*** Begin section ***
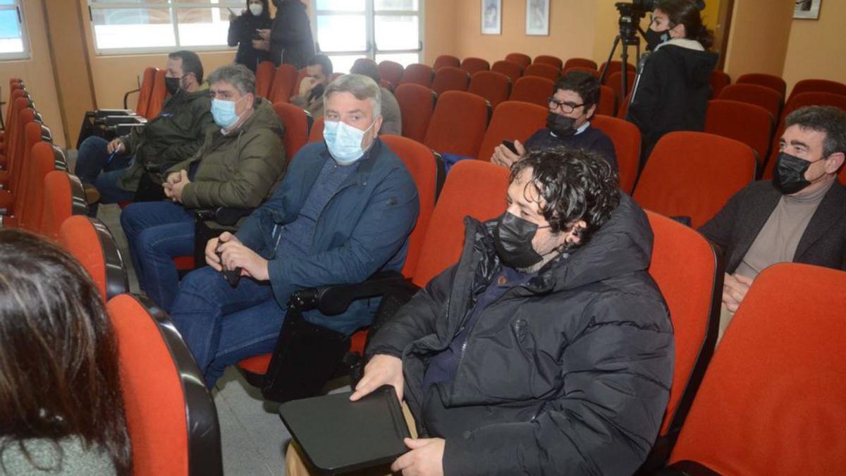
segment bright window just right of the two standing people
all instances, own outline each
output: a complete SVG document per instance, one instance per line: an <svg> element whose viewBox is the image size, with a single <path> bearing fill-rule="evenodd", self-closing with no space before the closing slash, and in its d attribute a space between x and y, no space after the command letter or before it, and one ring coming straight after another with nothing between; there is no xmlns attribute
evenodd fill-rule
<svg viewBox="0 0 846 476"><path fill-rule="evenodd" d="M316 42L346 73L358 58L420 63L423 0L312 0Z"/></svg>

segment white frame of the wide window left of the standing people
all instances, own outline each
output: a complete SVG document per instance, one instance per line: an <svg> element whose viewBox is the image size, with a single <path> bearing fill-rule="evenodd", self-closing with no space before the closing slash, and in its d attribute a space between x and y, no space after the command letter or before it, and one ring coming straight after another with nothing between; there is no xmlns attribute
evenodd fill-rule
<svg viewBox="0 0 846 476"><path fill-rule="evenodd" d="M206 0L206 3L185 3L179 0L166 0L167 3L148 3L148 2L114 2L106 3L99 0L87 0L88 4L88 24L91 27L91 38L93 40L94 53L97 56L119 56L129 54L147 54L147 53L172 53L179 49L189 49L193 52L225 52L235 51L237 47L228 46L224 40L222 45L195 45L183 46L179 42L179 18L177 10L180 8L232 8L234 11L244 9L244 2L241 0ZM216 2L216 3L213 3ZM169 47L120 47L120 48L101 48L97 45L97 35L94 25L94 11L95 10L113 10L113 9L141 9L141 8L159 8L168 9L170 11L170 25L173 28L173 38L175 44Z"/></svg>

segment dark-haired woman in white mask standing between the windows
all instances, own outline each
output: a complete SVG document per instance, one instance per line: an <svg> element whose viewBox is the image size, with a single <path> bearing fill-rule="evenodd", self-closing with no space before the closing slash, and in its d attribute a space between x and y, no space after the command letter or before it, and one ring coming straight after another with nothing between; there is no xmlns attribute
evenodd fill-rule
<svg viewBox="0 0 846 476"><path fill-rule="evenodd" d="M269 43L262 40L259 30L270 28L270 8L267 0L247 0L247 9L240 15L229 13L230 47L238 45L235 63L243 64L255 73L255 67L270 58Z"/></svg>

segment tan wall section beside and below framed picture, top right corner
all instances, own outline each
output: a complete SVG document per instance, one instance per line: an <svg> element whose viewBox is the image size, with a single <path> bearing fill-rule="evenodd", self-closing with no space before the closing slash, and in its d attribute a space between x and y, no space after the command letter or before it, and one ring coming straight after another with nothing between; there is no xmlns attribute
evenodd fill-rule
<svg viewBox="0 0 846 476"><path fill-rule="evenodd" d="M846 0L821 3L820 19L794 19L782 77L788 91L810 78L846 82Z"/></svg>

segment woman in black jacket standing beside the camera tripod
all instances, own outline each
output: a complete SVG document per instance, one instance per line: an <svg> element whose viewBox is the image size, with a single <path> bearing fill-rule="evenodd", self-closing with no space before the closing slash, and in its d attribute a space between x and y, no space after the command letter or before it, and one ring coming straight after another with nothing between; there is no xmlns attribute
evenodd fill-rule
<svg viewBox="0 0 846 476"><path fill-rule="evenodd" d="M640 128L641 167L656 142L673 130L702 130L717 53L694 0L659 0L626 119Z"/></svg>

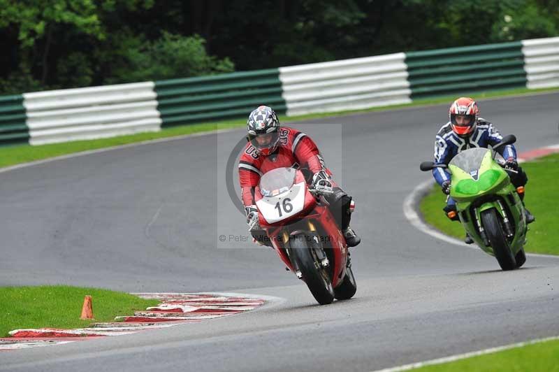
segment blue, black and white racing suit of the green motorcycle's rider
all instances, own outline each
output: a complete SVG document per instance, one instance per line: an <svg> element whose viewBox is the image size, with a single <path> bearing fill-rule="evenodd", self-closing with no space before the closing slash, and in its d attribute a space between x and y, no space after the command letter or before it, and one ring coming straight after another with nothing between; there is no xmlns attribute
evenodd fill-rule
<svg viewBox="0 0 559 372"><path fill-rule="evenodd" d="M469 148L488 148L489 145L494 146L500 143L502 136L499 131L487 120L478 119L476 129L467 138L461 138L451 129L451 123L444 124L437 136L435 137L435 164L449 164L451 159L463 150ZM512 160L516 164L516 149L514 145L506 145L497 150L506 160ZM511 183L514 187L524 186L528 182L526 173L518 166L518 173L509 173ZM446 169L433 168L433 177L437 183L443 187L447 187L450 183L450 173ZM523 199L524 194L519 194ZM447 206L444 207L447 213L456 211L456 202L449 196L447 198ZM451 220L458 220L456 213L452 214Z"/></svg>

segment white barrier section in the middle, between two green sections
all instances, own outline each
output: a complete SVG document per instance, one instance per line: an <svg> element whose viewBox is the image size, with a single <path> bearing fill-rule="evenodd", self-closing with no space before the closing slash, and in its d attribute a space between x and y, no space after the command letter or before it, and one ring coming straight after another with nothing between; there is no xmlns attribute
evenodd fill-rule
<svg viewBox="0 0 559 372"><path fill-rule="evenodd" d="M287 115L409 103L405 53L279 68Z"/></svg>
*** End section ***
» **What this task involves**
Please return all lines above in which the string "green" is found.

» **Reply to the task**
segment blue, black and white racing suit of the green motorcycle's rider
segment white barrier section in the middle, between two green sections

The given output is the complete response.